BEGIN Supplied material

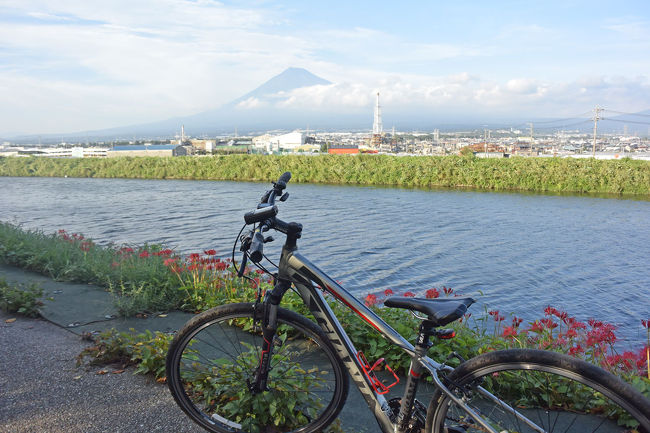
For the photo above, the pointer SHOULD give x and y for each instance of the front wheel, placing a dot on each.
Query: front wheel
(212, 362)
(526, 390)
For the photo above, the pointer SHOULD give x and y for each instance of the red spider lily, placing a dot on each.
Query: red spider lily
(574, 324)
(577, 349)
(371, 300)
(571, 333)
(432, 293)
(509, 332)
(170, 261)
(595, 323)
(549, 323)
(550, 311)
(536, 326)
(194, 257)
(600, 335)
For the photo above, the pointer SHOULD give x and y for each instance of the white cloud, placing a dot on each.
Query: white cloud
(515, 98)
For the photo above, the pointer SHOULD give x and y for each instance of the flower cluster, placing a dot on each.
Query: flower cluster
(373, 299)
(78, 239)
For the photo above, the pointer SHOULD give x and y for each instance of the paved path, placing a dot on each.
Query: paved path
(42, 390)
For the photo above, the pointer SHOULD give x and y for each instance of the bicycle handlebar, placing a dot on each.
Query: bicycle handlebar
(265, 214)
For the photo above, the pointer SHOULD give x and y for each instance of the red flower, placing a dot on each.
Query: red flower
(432, 293)
(371, 300)
(194, 257)
(549, 311)
(576, 350)
(509, 332)
(536, 326)
(549, 323)
(571, 333)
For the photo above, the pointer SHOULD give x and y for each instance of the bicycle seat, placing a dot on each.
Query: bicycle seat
(439, 311)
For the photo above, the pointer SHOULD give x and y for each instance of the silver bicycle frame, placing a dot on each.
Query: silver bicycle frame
(304, 274)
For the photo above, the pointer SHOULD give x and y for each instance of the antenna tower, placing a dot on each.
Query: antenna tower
(597, 117)
(377, 128)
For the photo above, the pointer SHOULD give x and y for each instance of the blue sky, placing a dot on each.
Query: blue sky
(70, 66)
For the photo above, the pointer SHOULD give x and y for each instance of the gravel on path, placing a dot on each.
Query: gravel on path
(42, 390)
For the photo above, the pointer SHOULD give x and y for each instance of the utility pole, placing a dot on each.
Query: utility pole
(597, 111)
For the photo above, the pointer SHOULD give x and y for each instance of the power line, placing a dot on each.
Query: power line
(566, 126)
(625, 121)
(629, 114)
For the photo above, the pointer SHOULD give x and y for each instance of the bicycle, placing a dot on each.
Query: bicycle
(244, 367)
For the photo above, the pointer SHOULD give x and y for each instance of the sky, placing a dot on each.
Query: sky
(70, 65)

END Supplied material

> Instructions to follow: Copy out every row above word for word, but leave out the pictures.

> Task solution:
For the photo above, the pointer SHOULD give x and y for each instance of the front wheel, placing a dot on each.
Query: front wheel
(212, 362)
(526, 390)
For the photo above, the pointer SHOULD give x and y for each instance of the red spider lily, placing a dot on each.
Query: red spider lily
(574, 324)
(577, 349)
(371, 300)
(571, 333)
(432, 293)
(509, 332)
(170, 261)
(595, 323)
(549, 323)
(550, 311)
(536, 326)
(194, 257)
(600, 335)
For the photo above, the pointer SHOULD give x and y for each instance of the white cloud, placing a dot on each.
Query: white cloud
(515, 98)
For the photo above, the pointer SHOULD give x and y for each instance of the flower cluster, placing a dot on each.
Query: flower cluster
(373, 299)
(78, 239)
For the photo above, the pointer SHOULD give x and y for each instance of the paved path, placing a dot on each.
Query: paved path
(42, 390)
For the photo above, the pointer SHOULD give x and y for each instance of the bicycle handlebar, placing a dot on each.
Query: bicycle handlebar
(265, 214)
For the photo above, the pointer SHOULD give x and y for each instance of the red flower, placing a dot on each.
Query: red flower
(432, 293)
(371, 300)
(194, 257)
(549, 311)
(576, 350)
(509, 332)
(536, 326)
(549, 323)
(571, 333)
For the photo above, the pointer SHOULD give x and y for each instance of the bicycle seat, placing a dot on each.
Query: bicycle seat
(439, 311)
For the photo above, the pointer SHOULD give x and y for each instance of the silver bicycle frame, placing a dot on each.
Query: silver bicycle frame
(304, 274)
For the photo above, the pointer SHOULD give x and y for each instance of the antenna tower, placing a dot on each.
Query: antenna tower
(597, 117)
(377, 128)
For the photo above, the pointer SHOULD give x and y for each instance of the blue sky, placing a dot on each.
Query: blue sky
(70, 66)
For the photo above, the pointer SHOULD give x and y for each instance of the gravel on path, placing a dot on each.
Query: gravel on path
(42, 390)
For the photo above, the pointer SHOULD give x and y for each instance of the utility pole, placing a dot on each.
Query: utility pole
(597, 111)
For the photo above, the pointer SHOULD give x and y for each instance of the power line, placing a dot on each.
Query: power line
(566, 126)
(625, 121)
(629, 114)
For the photo above, the pointer SHOULD give x and y for each instance of the bicycle, placing a dot on each.
Query: bicycle
(244, 367)
For the photo above, the pointer SHOULD give x and y for each instance of the sky, placing a dot on each.
Query: sky
(70, 65)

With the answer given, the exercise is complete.